--- Begin The records ---

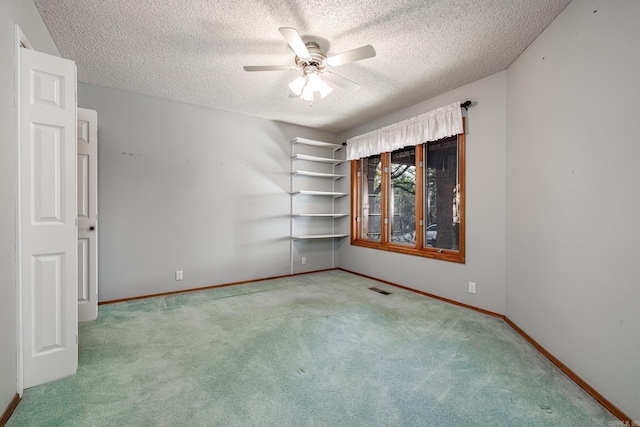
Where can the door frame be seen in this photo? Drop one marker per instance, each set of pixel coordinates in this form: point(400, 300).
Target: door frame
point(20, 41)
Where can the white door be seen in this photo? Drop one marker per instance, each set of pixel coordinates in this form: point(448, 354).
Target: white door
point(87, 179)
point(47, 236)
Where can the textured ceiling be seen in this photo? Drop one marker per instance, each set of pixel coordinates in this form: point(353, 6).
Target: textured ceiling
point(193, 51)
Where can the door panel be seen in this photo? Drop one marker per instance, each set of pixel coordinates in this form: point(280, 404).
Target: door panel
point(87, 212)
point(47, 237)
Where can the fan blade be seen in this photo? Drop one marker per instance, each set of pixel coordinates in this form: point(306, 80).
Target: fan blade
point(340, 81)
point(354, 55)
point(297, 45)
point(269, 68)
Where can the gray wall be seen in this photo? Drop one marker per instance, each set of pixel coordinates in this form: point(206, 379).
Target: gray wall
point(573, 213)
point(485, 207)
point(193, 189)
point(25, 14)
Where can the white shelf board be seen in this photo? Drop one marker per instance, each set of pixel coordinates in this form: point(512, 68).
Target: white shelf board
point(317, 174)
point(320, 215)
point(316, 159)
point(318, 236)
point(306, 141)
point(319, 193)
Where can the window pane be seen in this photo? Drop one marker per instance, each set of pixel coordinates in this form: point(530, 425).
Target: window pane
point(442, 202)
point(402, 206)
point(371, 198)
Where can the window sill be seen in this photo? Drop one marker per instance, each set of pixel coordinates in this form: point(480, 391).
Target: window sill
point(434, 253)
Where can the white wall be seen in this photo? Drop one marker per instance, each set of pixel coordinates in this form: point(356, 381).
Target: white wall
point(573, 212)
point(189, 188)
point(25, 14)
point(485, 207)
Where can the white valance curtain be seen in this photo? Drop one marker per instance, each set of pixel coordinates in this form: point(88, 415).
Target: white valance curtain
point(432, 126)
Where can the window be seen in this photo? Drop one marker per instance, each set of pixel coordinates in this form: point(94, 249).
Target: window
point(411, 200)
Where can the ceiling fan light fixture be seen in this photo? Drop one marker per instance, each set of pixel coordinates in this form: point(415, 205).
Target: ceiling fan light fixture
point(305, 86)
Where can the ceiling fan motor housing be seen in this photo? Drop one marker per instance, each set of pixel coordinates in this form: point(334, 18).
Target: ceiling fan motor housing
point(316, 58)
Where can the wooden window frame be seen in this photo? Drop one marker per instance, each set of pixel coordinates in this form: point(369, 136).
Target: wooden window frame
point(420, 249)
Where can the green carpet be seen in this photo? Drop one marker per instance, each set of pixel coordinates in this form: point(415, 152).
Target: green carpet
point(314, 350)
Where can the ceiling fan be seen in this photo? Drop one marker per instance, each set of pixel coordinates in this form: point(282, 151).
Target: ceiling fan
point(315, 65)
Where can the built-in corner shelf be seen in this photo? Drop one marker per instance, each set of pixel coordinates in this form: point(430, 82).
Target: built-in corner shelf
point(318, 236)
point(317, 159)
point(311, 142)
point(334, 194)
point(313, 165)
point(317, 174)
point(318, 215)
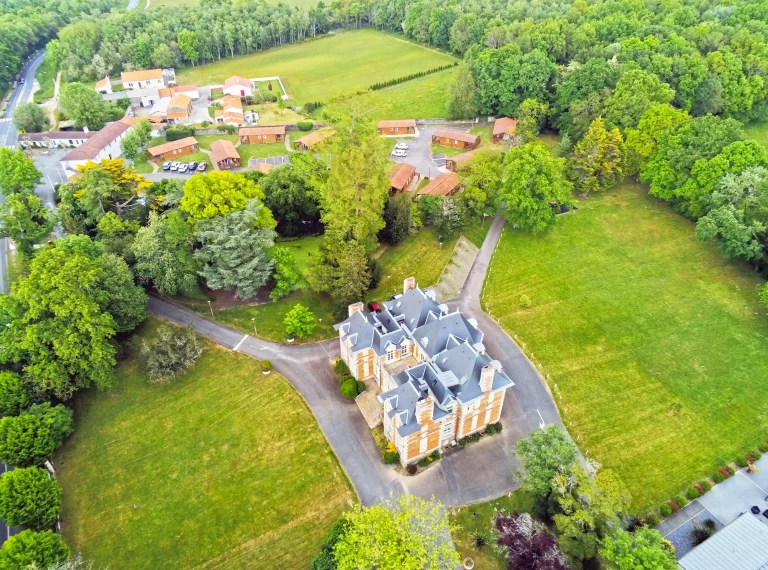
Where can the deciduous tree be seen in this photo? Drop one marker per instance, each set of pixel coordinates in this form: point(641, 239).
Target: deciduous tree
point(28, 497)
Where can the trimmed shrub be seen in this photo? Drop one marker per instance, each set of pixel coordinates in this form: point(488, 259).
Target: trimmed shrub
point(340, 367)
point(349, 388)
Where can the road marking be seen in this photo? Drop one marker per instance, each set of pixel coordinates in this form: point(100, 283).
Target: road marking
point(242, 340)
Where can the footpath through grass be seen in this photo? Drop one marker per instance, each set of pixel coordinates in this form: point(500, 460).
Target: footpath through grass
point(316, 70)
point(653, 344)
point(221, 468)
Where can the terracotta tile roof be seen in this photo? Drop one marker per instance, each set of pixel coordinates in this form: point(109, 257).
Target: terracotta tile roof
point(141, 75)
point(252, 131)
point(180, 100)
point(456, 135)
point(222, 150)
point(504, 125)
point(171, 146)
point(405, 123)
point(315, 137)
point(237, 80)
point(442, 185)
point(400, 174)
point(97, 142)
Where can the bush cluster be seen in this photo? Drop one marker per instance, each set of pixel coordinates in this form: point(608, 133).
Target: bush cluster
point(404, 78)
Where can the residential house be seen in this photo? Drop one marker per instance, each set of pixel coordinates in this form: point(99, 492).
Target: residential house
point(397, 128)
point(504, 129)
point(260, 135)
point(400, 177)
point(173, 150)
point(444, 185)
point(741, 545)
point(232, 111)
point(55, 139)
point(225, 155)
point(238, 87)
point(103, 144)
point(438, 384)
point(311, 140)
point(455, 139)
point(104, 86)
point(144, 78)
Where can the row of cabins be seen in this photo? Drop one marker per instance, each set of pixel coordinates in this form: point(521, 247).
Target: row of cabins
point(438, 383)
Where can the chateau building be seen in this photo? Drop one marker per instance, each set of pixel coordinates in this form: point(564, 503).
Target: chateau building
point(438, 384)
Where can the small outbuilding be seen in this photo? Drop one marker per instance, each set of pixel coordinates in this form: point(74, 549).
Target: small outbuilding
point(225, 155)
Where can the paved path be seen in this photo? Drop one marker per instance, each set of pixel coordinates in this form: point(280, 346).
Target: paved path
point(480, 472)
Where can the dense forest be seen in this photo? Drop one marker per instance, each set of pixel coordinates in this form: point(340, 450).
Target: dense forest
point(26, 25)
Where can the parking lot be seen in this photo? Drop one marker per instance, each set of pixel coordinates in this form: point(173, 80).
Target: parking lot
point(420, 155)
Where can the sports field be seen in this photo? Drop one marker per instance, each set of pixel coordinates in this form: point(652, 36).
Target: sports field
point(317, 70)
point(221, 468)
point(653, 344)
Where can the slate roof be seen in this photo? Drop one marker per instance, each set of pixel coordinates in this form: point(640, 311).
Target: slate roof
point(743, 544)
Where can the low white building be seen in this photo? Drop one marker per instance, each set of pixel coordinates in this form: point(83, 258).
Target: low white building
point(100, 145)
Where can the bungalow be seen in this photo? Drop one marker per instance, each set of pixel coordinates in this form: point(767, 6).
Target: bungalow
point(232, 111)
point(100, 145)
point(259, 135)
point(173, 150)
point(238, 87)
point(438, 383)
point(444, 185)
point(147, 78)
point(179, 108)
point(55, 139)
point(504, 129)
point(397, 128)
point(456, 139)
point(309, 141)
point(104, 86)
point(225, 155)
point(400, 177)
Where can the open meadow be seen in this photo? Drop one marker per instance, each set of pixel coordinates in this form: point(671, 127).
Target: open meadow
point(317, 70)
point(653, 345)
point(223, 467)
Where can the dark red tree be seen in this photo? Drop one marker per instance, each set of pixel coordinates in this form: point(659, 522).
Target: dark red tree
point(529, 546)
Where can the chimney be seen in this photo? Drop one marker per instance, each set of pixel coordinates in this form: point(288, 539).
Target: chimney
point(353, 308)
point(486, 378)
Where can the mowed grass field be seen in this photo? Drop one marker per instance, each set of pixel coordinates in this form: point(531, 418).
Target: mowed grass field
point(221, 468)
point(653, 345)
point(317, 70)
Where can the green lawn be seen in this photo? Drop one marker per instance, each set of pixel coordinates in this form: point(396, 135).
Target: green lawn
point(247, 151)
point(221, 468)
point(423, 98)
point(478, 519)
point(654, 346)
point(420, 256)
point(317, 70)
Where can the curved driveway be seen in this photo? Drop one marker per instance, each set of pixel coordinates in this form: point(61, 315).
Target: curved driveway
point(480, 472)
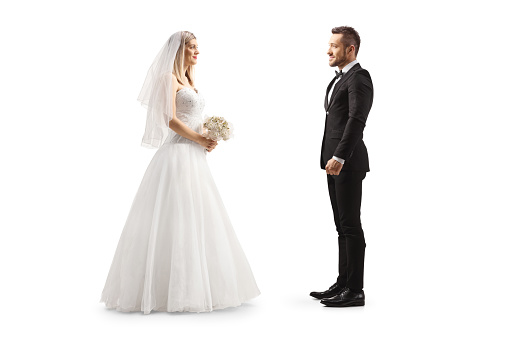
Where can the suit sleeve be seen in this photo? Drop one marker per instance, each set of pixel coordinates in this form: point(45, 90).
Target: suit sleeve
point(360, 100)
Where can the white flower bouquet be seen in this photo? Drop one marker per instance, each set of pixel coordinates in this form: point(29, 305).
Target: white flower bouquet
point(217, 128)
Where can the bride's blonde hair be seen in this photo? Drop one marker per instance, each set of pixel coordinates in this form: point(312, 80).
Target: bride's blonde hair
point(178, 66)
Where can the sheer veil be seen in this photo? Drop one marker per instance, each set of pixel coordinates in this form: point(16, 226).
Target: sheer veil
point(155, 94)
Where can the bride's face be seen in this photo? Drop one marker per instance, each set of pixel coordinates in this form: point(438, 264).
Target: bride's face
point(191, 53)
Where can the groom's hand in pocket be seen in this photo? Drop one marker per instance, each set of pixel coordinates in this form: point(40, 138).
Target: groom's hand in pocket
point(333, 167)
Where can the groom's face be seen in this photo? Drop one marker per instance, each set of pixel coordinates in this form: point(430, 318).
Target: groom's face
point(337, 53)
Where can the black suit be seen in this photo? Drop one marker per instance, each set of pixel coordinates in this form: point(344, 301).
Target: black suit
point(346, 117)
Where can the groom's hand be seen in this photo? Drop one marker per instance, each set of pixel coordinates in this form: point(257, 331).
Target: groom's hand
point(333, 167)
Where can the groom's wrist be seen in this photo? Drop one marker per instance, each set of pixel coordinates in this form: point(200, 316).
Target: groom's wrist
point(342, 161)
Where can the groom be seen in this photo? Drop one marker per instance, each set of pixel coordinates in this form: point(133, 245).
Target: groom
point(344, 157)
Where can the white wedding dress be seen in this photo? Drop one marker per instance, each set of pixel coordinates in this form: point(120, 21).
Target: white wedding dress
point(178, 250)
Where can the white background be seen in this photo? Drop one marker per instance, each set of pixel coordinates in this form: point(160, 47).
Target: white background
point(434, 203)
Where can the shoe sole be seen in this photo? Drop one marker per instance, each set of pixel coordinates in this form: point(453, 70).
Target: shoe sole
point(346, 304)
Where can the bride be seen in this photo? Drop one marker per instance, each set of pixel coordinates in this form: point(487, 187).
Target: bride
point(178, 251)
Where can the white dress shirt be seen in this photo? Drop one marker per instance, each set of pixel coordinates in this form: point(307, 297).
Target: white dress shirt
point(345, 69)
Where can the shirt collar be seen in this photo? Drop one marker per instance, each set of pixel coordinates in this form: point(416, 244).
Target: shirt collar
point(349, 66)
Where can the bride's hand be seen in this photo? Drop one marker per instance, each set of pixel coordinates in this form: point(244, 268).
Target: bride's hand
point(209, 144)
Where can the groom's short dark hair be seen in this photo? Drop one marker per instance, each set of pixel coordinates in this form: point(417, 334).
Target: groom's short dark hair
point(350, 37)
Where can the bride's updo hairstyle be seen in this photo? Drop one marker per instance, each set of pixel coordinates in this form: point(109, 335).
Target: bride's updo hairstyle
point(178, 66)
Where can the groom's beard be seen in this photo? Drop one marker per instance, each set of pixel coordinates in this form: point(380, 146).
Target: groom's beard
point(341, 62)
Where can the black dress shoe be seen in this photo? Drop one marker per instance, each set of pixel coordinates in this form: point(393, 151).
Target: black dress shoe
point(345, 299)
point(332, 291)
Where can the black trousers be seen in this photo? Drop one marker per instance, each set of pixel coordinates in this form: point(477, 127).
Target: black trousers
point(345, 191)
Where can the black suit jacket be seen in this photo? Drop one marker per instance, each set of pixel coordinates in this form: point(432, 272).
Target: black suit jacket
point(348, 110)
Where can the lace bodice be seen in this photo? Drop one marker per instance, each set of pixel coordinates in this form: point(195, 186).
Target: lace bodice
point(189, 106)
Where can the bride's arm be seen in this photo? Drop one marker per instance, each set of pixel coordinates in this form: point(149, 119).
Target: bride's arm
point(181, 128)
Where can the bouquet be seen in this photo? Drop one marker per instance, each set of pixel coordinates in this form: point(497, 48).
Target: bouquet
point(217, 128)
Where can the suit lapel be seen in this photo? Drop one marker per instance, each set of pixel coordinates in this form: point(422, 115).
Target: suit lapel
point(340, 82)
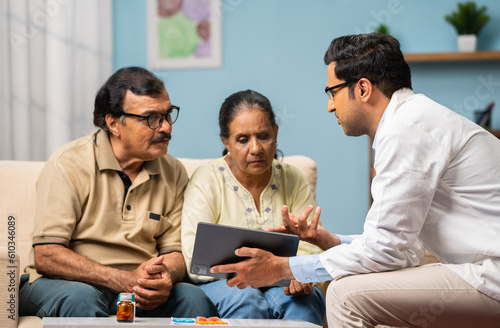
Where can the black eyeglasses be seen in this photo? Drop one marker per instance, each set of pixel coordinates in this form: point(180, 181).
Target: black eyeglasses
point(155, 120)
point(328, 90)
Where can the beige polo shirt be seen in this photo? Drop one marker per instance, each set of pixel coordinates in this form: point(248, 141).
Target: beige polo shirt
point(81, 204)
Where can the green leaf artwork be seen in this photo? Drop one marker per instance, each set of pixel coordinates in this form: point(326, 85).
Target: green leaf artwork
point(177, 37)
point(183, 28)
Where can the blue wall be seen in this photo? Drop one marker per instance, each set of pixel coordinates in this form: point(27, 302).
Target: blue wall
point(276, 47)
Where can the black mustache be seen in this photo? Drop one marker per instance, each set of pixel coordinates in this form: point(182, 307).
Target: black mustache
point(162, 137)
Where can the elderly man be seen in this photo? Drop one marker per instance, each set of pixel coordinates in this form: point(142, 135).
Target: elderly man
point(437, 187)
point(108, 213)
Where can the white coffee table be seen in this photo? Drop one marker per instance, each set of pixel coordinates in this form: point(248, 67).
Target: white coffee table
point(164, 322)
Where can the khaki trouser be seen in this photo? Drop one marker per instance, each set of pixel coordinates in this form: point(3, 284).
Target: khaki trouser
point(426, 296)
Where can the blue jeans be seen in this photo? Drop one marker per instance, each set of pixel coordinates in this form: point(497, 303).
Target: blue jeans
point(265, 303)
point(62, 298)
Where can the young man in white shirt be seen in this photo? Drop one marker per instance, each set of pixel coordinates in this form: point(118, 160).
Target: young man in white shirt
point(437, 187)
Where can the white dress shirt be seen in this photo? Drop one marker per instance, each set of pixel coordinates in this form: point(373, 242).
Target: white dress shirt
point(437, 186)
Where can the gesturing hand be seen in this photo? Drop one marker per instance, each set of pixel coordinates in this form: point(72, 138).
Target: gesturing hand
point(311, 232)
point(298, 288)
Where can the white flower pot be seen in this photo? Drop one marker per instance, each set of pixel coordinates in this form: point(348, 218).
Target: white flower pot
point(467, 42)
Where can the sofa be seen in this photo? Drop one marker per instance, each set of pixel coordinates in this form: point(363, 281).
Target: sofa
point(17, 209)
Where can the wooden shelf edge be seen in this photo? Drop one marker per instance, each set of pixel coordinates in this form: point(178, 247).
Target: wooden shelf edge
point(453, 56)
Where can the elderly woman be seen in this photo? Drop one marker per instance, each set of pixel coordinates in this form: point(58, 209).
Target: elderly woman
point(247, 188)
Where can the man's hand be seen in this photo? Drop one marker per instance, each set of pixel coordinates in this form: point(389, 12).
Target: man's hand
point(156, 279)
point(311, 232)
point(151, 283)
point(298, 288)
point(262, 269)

--- End The records ---

Stated exercise - Turn everything in the rows from the line containing "Where can the white background" down to the line containing "point(434, 203)" into a numbered list, with both of those lines included and blank lines left out.

Expected answer -
1. Where can the white background be seen in this photo? Drop one marker per instance, each set of pixel coordinates in this form: point(160, 47).
2. Target: white background
3. point(434, 203)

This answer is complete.